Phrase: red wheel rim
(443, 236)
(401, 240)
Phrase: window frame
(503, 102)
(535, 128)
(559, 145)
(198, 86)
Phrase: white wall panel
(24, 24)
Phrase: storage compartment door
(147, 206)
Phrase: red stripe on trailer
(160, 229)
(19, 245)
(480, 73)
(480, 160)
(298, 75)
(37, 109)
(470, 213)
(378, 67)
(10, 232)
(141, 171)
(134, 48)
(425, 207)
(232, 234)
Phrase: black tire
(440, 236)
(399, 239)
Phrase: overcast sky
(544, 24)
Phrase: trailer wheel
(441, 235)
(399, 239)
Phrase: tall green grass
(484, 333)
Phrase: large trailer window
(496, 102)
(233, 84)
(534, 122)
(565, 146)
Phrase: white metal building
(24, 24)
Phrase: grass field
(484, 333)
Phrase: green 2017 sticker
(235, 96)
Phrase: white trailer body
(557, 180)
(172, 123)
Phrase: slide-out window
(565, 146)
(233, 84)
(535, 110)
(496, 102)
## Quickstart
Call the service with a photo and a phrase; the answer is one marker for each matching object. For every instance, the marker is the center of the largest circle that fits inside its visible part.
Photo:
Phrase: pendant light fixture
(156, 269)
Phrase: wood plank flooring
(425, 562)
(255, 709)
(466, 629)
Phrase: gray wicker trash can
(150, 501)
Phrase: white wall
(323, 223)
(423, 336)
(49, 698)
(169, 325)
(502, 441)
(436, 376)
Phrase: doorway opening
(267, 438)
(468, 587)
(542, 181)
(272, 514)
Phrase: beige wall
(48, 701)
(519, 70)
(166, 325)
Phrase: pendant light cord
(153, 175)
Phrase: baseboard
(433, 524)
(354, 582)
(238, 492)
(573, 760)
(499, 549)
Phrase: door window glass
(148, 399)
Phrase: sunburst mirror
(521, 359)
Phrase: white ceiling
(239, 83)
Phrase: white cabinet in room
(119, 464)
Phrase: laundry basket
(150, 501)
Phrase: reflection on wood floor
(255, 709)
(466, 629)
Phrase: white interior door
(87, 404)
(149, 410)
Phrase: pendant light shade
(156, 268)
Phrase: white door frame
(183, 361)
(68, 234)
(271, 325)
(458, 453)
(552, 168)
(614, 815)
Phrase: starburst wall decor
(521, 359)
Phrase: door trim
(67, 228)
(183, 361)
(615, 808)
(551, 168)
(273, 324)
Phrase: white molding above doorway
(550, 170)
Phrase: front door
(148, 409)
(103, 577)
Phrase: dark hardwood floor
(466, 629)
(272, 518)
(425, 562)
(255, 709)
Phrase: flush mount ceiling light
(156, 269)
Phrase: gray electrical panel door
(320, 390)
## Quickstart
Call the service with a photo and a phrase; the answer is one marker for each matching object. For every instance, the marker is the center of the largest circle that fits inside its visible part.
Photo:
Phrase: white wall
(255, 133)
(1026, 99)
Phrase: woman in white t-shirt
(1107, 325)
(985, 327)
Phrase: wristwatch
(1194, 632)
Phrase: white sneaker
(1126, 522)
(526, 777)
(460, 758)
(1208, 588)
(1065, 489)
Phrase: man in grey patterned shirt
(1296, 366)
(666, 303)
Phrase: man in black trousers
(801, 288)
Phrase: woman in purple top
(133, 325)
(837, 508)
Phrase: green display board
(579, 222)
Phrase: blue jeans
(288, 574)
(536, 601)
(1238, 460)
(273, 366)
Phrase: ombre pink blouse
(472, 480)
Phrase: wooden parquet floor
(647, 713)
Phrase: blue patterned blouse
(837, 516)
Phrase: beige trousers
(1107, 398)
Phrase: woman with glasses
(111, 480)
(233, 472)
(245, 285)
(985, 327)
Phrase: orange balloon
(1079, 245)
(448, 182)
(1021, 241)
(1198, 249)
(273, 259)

Directions for this task: Copy the listing above line for line, with no changes.

Reply to the task:
Phrase: red wheel rim
(443, 236)
(401, 240)
Phrase: window frame
(503, 102)
(535, 128)
(559, 145)
(198, 86)
Phrase: white wall panel
(24, 24)
Phrase: storage compartment door
(147, 206)
Phrase: red stripe on trailer
(160, 229)
(19, 245)
(480, 73)
(480, 160)
(298, 75)
(37, 109)
(470, 213)
(378, 67)
(10, 232)
(141, 171)
(134, 48)
(425, 207)
(232, 234)
Phrase: black tire
(440, 236)
(399, 239)
Phrase: overcast sky
(544, 24)
Phrase: trailer wheel
(441, 235)
(399, 239)
Phrase: tall green grass
(484, 333)
Phrase: large trailer window
(496, 102)
(233, 84)
(534, 122)
(565, 146)
Phrase: white metal building
(24, 24)
Phrase: grass field
(484, 333)
Phrase: green 2017 sticker
(235, 96)
Phrase: white trailer body
(557, 180)
(172, 123)
Phrase: slide-out window
(565, 146)
(233, 84)
(535, 110)
(496, 102)
## Quickstart
Call the service with a photo and a phrase; the answer is one marker for each matching object. For every instance, the marker is the center of the largest circle that fits inside its visible part.
Photo:
Phrase: pendant light fixture
(156, 269)
Phrase: wood plank flooring
(425, 562)
(255, 709)
(466, 629)
Phrase: gray wicker trash can
(150, 501)
Phrase: white wall
(323, 223)
(423, 336)
(49, 698)
(169, 325)
(502, 441)
(436, 376)
Phrase: doorway opening
(267, 438)
(468, 587)
(542, 181)
(272, 514)
Phrase: beige wall
(48, 701)
(519, 70)
(166, 325)
Phrase: pendant light cord
(153, 175)
Phrase: baseboard
(433, 524)
(354, 582)
(238, 492)
(573, 760)
(499, 549)
Phrase: door window glass
(148, 399)
Phrase: sunburst mirror
(521, 359)
Phrase: white ceiling
(239, 83)
Phrase: white cabinet in room
(119, 464)
Phrase: laundry basket
(150, 501)
Phrase: reflection on wood floor
(255, 709)
(466, 629)
Phrase: white interior door
(87, 404)
(149, 410)
Phrase: pendant light shade
(156, 268)
Phrase: white door frame
(183, 361)
(68, 234)
(271, 325)
(458, 453)
(552, 168)
(614, 815)
Phrase: starburst wall decor
(521, 359)
Phrase: door trim
(67, 228)
(183, 361)
(615, 808)
(551, 168)
(273, 324)
Phrase: white molding above doorway
(550, 170)
Phrase: front door
(148, 409)
(103, 577)
Phrase: dark hardwood floor
(466, 629)
(272, 518)
(425, 562)
(255, 709)
Phrase: flush mount ceiling light
(156, 269)
Phrase: gray electrical panel door
(320, 390)
## Quickstart
Call the service with a photo and a phrase; the answer is one marker for each matching object. For every instance, the marker is the center of the largest circle that fits inside its visible part.
Photo:
Phrase: white wall
(255, 133)
(1026, 99)
Phrase: woman in white t-shirt
(1107, 325)
(985, 327)
Phrase: wristwatch
(1194, 632)
Phrase: white sneaker
(1126, 522)
(526, 777)
(460, 758)
(1208, 588)
(1065, 489)
Phrase: man in grey patterned shirt
(1296, 366)
(666, 303)
Phrase: man in black trousers
(801, 288)
Phrase: woman in purple top
(133, 325)
(837, 508)
Phrase: green display board
(579, 222)
Phrase: blue jeans
(288, 574)
(536, 601)
(1238, 460)
(273, 366)
Phrase: ombre pink blouse
(472, 480)
Phrase: wooden parquet floor
(647, 713)
Phrase: blue patterned blouse
(837, 516)
Phrase: beige trousers
(1107, 398)
Phrase: woman with glasses
(111, 480)
(233, 472)
(245, 285)
(985, 327)
Phrase: orange balloon
(1079, 245)
(448, 182)
(1021, 241)
(1198, 249)
(273, 259)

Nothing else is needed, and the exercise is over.